## To do
From the data below, set down exactly the lines between the one holding "background in the image above." and the one holding "white wing spot in the image above.", inclusive, and no others.

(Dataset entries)
▼

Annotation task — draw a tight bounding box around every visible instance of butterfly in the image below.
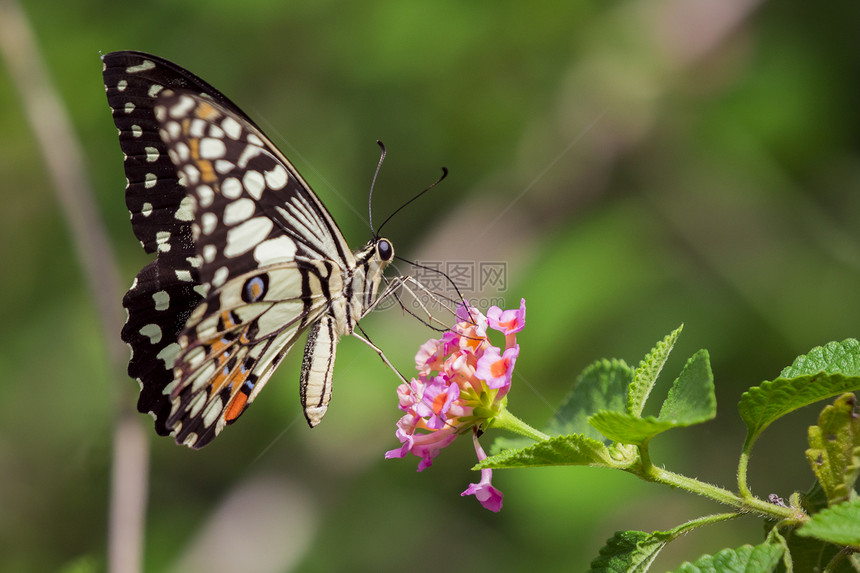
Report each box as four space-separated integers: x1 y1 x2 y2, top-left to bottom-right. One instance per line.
103 51 403 448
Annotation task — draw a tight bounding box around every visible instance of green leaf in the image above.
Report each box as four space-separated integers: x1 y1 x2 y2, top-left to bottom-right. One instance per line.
780 339 860 378
779 530 852 573
672 542 784 573
627 325 683 417
548 358 632 440
658 349 716 425
589 530 672 573
796 498 860 548
741 340 860 447
589 352 715 444
475 433 625 470
805 393 860 505
589 411 675 445
739 375 860 448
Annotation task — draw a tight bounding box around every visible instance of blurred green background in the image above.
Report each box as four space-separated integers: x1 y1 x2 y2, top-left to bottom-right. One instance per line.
2 0 860 571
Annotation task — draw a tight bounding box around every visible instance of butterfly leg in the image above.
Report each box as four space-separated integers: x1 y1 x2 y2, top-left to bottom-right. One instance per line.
351 325 410 386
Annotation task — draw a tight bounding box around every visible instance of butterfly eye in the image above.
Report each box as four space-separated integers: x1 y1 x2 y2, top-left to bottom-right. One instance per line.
377 239 394 261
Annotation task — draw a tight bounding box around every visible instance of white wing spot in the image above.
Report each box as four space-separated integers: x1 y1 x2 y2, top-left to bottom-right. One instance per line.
188 391 208 418
131 124 142 138
124 102 135 114
148 84 164 98
203 244 217 263
236 144 260 168
144 173 157 189
165 121 181 140
243 170 266 200
202 397 224 428
126 60 156 74
221 177 242 199
145 147 159 162
254 236 297 265
213 266 229 287
152 291 170 311
117 80 128 92
265 165 289 190
140 323 163 344
223 198 256 225
215 160 235 174
194 284 210 297
199 138 226 160
197 184 214 207
221 116 242 139
156 231 171 253
208 124 225 139
175 269 192 282
182 164 200 185
141 202 153 217
201 212 218 235
189 118 207 138
175 141 190 162
247 133 264 146
225 217 274 258
175 194 195 221
169 95 196 119
187 255 203 268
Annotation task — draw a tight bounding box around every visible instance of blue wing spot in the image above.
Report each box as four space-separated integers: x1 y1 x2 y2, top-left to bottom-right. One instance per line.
242 274 269 303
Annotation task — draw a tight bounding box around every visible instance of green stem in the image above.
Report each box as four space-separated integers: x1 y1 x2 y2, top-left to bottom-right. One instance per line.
489 409 550 442
737 435 754 499
637 464 801 521
664 512 741 539
737 450 752 499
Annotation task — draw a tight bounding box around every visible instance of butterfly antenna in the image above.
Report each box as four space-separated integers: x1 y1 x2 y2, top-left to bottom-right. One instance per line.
368 140 387 233
376 166 448 236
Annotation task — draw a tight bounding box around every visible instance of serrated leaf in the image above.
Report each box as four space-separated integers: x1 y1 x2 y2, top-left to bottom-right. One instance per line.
741 340 860 447
628 325 683 417
672 542 784 573
739 374 860 447
658 349 716 425
780 529 851 573
589 411 676 445
476 433 621 470
589 530 672 573
548 359 632 440
780 339 860 378
806 393 860 505
797 498 860 548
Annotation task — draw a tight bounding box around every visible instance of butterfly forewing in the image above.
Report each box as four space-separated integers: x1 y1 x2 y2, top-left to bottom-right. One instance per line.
103 51 393 448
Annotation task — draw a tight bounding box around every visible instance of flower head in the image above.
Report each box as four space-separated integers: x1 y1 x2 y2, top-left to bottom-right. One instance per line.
386 299 527 511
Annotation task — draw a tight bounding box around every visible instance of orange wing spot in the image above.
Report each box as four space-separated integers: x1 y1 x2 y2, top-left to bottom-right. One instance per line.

▲

## Answer box
Annotation task — draw a tight bounding box around every visible instance of blurred green background in the image above.
Report each box as four space-separated integers: x1 y1 x2 y2, top-left to bottom-right. One instance per line.
2 0 860 571
Annotation task — draw a tight bounding box around every visible instance of butterfly leg in the image above.
Report each box as four space-separated integers: x1 y1 x2 y2, top-left to bottom-right. One instance per line.
351 325 410 386
Annotation task — draw a tight bounding box around every visible instance of butterfly eye in the image above.
Report each box as four space-separated integers: x1 y1 x2 y2, top-left to bottom-right. One instance per line.
377 239 394 261
Annotation task — draw a tight bounding box around every visible instance of white wing spot in the image above.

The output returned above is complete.